Written request ▸
Determine how many lines in the material below contain the word "armchair". State only the number.

Information shown ▸
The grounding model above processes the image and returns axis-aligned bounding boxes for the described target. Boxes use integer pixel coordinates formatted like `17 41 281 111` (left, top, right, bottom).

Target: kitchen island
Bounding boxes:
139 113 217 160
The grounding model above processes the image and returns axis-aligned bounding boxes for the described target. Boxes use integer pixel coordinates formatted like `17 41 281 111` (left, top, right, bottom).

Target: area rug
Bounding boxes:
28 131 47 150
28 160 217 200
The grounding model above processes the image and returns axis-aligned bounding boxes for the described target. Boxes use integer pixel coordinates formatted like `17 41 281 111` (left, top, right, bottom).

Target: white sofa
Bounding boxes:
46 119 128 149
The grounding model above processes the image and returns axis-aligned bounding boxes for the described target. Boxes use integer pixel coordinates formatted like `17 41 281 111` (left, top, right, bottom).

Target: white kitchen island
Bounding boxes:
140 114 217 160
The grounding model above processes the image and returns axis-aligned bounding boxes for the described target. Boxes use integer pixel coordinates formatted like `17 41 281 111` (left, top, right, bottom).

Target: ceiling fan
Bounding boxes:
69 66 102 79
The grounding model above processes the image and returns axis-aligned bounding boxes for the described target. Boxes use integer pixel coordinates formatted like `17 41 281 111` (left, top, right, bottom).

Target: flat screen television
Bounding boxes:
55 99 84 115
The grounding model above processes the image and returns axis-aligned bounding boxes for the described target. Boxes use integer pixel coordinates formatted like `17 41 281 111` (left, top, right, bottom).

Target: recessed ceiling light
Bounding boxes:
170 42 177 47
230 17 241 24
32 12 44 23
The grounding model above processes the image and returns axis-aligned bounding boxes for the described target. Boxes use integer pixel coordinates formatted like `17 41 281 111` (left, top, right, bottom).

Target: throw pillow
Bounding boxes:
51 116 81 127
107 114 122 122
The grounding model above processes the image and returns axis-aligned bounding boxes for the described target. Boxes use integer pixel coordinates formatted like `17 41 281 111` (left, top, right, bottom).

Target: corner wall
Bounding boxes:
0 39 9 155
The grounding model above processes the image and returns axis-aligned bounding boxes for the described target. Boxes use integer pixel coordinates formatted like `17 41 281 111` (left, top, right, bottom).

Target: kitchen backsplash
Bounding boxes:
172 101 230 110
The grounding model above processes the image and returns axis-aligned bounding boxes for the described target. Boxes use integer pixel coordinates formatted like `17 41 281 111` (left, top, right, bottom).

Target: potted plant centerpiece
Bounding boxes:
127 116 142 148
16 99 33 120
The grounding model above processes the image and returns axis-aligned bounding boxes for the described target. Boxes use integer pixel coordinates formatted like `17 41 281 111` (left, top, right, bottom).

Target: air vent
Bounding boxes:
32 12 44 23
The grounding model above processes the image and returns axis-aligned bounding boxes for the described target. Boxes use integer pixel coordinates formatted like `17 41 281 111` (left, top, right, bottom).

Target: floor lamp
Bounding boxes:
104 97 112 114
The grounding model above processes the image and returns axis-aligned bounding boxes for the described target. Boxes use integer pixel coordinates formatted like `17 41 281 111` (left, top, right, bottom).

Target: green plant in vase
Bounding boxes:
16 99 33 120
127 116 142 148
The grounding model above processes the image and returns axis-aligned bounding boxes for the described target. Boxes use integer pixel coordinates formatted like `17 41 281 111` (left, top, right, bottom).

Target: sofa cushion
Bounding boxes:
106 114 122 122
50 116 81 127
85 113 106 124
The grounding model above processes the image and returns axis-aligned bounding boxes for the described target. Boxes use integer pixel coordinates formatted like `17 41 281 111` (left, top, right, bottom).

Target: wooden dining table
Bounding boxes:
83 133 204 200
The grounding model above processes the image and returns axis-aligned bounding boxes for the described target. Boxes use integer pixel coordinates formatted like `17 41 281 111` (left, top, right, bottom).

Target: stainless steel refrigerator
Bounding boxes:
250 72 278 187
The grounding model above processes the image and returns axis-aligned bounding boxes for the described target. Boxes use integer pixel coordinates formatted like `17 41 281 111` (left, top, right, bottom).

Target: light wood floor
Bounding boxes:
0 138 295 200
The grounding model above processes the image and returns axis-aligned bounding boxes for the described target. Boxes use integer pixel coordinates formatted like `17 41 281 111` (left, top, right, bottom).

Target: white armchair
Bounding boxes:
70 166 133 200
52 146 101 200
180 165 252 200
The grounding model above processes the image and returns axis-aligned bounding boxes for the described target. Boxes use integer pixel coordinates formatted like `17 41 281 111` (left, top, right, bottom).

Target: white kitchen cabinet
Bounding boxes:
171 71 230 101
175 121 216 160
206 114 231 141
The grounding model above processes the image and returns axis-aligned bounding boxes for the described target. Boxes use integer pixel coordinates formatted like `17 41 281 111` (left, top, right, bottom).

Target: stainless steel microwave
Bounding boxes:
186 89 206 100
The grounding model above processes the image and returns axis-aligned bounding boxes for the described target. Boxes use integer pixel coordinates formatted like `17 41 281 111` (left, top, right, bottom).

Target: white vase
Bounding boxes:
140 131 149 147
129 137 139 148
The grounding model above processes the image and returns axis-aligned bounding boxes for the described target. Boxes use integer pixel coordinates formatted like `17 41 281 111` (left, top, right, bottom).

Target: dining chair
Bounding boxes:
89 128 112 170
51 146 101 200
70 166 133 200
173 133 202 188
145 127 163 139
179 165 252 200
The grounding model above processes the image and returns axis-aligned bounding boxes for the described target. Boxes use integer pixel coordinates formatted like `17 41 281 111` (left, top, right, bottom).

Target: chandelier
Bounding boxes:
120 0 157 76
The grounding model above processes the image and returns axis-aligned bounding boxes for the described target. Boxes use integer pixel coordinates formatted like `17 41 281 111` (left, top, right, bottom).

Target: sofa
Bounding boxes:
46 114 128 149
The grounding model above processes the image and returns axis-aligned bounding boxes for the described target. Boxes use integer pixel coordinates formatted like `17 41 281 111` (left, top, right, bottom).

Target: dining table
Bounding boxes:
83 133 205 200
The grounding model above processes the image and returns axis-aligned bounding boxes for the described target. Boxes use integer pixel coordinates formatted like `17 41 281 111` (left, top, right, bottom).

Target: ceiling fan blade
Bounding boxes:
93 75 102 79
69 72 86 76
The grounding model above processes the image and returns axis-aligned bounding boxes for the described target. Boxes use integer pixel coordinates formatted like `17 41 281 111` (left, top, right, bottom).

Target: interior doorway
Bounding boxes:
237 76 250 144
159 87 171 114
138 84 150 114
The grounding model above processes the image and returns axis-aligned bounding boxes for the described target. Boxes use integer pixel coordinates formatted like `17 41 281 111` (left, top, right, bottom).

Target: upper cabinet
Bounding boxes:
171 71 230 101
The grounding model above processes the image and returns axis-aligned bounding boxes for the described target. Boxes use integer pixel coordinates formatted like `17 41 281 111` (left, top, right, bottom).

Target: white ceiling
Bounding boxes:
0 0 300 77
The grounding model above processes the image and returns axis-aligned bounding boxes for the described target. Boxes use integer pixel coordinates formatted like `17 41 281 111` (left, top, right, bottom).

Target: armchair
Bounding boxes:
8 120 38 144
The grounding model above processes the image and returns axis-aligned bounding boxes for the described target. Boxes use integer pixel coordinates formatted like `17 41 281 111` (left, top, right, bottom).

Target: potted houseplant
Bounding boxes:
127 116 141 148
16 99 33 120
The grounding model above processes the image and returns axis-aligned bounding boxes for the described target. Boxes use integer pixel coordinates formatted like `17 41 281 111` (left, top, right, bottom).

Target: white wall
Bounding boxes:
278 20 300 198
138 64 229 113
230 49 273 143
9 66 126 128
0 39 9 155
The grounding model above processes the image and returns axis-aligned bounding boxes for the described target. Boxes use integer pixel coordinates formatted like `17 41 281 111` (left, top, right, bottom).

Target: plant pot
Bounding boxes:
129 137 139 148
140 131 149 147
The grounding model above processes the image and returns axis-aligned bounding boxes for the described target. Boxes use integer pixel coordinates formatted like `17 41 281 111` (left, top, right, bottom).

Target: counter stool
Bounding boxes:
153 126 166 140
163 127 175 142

Correct result ▸
2